## Required action
The range starts at the line containing "For every instance of the grass patch" and ends at the last line of the records below. Reproduce those lines exactly.

## Data for the task

* * * * * * * * *

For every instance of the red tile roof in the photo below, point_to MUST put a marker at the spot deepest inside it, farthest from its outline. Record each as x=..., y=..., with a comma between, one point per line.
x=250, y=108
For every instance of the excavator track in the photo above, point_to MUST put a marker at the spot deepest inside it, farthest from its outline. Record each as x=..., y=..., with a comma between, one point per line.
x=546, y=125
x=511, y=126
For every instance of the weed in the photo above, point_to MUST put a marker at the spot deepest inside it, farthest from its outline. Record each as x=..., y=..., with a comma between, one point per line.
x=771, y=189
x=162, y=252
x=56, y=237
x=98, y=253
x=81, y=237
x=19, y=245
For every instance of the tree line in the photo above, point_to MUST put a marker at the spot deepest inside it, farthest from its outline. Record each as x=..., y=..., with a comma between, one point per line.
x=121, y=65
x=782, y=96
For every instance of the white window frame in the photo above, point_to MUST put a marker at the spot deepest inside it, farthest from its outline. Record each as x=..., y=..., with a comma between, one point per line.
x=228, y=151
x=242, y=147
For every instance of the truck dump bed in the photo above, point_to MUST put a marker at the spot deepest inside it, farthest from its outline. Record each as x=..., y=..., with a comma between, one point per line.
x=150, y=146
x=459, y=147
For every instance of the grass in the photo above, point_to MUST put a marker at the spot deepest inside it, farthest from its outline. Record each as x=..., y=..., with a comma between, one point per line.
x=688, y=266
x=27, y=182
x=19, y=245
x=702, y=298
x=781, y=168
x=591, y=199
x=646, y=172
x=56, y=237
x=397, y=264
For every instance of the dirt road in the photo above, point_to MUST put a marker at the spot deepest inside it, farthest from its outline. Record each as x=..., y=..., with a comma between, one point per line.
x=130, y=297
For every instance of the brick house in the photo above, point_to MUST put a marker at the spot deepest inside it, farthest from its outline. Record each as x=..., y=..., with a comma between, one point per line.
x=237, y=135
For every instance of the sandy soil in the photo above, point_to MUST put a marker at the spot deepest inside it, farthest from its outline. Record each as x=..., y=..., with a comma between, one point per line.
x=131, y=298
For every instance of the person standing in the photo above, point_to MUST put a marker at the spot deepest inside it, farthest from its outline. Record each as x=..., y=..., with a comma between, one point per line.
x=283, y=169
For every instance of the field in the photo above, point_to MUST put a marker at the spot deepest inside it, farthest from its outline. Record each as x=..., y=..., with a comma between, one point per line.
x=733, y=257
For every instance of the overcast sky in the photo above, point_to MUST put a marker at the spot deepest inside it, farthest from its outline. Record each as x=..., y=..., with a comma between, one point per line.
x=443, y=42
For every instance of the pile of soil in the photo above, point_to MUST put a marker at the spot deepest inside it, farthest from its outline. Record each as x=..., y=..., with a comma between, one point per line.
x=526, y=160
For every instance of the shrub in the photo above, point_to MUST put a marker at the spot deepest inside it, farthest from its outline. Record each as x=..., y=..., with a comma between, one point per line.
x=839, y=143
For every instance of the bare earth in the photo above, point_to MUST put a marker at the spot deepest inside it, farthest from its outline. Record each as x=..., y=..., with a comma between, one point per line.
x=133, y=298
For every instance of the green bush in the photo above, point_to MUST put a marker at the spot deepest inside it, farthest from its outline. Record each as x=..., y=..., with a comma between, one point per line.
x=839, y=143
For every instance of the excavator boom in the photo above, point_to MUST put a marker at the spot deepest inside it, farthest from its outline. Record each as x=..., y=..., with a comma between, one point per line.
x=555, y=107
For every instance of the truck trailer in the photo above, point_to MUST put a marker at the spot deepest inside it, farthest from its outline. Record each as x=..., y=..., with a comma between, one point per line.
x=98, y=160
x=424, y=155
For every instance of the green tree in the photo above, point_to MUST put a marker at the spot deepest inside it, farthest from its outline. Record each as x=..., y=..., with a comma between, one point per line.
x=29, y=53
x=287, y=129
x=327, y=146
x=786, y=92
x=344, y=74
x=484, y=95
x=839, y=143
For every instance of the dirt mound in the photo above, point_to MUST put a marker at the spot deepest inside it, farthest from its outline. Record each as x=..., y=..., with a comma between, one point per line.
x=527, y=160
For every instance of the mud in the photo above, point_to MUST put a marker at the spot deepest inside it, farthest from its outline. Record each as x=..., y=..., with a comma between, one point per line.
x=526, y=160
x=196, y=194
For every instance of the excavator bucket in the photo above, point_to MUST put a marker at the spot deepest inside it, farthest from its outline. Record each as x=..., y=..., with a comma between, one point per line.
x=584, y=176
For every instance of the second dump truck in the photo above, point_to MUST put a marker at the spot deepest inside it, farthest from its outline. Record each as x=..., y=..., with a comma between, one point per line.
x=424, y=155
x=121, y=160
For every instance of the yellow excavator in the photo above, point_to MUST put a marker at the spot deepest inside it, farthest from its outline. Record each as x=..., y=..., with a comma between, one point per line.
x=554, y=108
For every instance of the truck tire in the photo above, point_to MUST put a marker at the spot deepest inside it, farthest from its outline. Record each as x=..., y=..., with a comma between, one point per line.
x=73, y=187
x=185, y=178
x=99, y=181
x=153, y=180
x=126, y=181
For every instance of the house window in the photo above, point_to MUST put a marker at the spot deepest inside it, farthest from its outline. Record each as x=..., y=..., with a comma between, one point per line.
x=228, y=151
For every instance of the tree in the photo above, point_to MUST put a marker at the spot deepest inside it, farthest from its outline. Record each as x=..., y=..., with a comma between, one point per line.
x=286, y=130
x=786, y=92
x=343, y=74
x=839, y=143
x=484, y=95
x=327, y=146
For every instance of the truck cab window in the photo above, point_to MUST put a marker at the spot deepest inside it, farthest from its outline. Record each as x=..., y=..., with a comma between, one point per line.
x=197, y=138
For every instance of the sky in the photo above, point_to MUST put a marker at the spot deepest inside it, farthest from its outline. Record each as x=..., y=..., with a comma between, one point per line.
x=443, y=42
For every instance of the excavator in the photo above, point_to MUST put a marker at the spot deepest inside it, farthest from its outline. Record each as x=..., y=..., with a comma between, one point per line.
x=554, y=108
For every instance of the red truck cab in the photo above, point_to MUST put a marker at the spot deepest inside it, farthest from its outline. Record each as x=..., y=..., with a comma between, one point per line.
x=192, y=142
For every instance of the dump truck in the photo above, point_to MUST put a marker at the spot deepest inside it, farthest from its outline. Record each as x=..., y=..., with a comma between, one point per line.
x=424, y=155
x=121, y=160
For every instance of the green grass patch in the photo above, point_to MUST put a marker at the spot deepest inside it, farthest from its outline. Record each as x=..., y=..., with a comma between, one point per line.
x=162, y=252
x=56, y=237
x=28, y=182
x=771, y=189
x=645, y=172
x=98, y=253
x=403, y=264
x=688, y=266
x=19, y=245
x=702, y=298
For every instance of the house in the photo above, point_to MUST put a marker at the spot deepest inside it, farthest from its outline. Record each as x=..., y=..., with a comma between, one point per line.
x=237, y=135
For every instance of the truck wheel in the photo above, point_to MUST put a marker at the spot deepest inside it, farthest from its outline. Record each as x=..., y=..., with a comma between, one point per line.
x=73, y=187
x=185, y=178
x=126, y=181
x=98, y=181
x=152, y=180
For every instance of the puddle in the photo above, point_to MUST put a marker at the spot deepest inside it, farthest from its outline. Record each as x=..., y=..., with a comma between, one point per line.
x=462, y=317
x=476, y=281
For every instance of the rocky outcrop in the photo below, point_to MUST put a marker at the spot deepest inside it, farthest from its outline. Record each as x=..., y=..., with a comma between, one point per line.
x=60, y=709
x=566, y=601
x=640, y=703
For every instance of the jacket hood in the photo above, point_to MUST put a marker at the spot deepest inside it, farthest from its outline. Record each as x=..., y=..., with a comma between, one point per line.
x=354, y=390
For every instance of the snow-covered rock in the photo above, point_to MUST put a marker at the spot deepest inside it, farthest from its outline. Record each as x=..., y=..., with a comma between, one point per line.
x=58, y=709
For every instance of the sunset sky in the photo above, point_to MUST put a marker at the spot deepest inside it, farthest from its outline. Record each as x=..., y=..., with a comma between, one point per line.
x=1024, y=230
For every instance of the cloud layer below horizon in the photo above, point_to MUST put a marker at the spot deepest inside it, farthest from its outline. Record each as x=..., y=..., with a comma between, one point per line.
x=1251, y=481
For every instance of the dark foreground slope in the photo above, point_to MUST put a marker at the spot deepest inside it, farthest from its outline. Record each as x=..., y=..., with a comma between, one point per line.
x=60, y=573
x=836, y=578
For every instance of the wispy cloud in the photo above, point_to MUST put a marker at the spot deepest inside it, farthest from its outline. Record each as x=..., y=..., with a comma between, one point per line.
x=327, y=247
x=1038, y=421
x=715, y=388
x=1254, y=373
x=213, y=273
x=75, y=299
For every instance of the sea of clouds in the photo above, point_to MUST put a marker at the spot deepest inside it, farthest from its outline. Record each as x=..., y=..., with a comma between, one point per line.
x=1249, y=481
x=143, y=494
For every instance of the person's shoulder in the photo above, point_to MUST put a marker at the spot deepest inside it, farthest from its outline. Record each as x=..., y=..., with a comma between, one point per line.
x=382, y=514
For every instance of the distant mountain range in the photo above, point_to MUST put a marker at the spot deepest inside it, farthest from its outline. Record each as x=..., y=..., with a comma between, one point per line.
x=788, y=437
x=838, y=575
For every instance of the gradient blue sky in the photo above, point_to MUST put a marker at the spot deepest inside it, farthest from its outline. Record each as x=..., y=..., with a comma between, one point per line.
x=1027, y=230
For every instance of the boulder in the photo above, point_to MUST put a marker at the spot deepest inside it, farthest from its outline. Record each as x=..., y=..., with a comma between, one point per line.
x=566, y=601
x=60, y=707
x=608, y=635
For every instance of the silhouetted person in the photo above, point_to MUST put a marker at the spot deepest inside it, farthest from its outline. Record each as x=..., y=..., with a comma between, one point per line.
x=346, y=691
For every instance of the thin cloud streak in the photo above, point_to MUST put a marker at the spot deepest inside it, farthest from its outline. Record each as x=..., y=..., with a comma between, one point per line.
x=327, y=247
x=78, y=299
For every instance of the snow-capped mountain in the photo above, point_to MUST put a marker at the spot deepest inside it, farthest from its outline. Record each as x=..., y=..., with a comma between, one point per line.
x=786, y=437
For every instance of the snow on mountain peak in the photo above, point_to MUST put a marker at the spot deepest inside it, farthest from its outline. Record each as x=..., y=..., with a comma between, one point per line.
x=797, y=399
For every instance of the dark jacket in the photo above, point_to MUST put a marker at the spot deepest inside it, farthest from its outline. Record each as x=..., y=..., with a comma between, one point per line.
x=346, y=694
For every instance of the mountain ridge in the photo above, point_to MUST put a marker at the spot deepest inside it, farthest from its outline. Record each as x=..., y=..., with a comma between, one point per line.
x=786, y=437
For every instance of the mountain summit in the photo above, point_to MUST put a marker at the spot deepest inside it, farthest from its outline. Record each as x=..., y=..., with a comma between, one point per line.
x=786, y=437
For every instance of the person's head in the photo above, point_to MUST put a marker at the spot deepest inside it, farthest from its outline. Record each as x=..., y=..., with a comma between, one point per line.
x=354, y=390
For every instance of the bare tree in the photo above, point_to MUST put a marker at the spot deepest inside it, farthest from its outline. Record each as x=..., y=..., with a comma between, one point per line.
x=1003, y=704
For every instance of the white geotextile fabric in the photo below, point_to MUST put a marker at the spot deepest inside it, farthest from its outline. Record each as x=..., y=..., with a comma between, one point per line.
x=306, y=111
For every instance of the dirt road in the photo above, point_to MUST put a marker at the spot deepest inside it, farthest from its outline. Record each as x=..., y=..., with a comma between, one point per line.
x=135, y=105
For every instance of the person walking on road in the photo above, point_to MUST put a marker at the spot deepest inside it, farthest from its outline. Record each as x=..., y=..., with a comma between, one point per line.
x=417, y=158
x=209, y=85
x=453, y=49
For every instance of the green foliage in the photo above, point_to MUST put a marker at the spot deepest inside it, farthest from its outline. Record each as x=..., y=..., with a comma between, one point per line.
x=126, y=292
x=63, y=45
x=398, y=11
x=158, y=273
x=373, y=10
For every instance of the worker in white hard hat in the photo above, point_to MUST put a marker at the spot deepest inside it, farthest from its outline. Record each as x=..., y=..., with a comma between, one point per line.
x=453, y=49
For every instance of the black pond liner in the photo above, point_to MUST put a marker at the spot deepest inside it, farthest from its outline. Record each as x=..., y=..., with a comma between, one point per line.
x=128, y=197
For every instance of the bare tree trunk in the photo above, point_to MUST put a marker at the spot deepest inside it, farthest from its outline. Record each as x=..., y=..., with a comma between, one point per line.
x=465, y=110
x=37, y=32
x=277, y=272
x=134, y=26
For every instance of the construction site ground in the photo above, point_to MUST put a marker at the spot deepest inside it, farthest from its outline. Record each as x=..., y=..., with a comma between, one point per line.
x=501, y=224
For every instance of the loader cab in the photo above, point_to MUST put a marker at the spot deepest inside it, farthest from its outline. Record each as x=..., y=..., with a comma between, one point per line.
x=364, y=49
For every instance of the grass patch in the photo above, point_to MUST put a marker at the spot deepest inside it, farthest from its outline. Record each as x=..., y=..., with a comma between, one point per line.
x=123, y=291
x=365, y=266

* * * * * * * * *

## Written solution
For every instance of the grass patch in the photo above, point_to MUST put a marker at the spot deepest inside it, farthest from its outline. Record each as x=..., y=..., with a comma between, one point per line.
x=123, y=291
x=365, y=266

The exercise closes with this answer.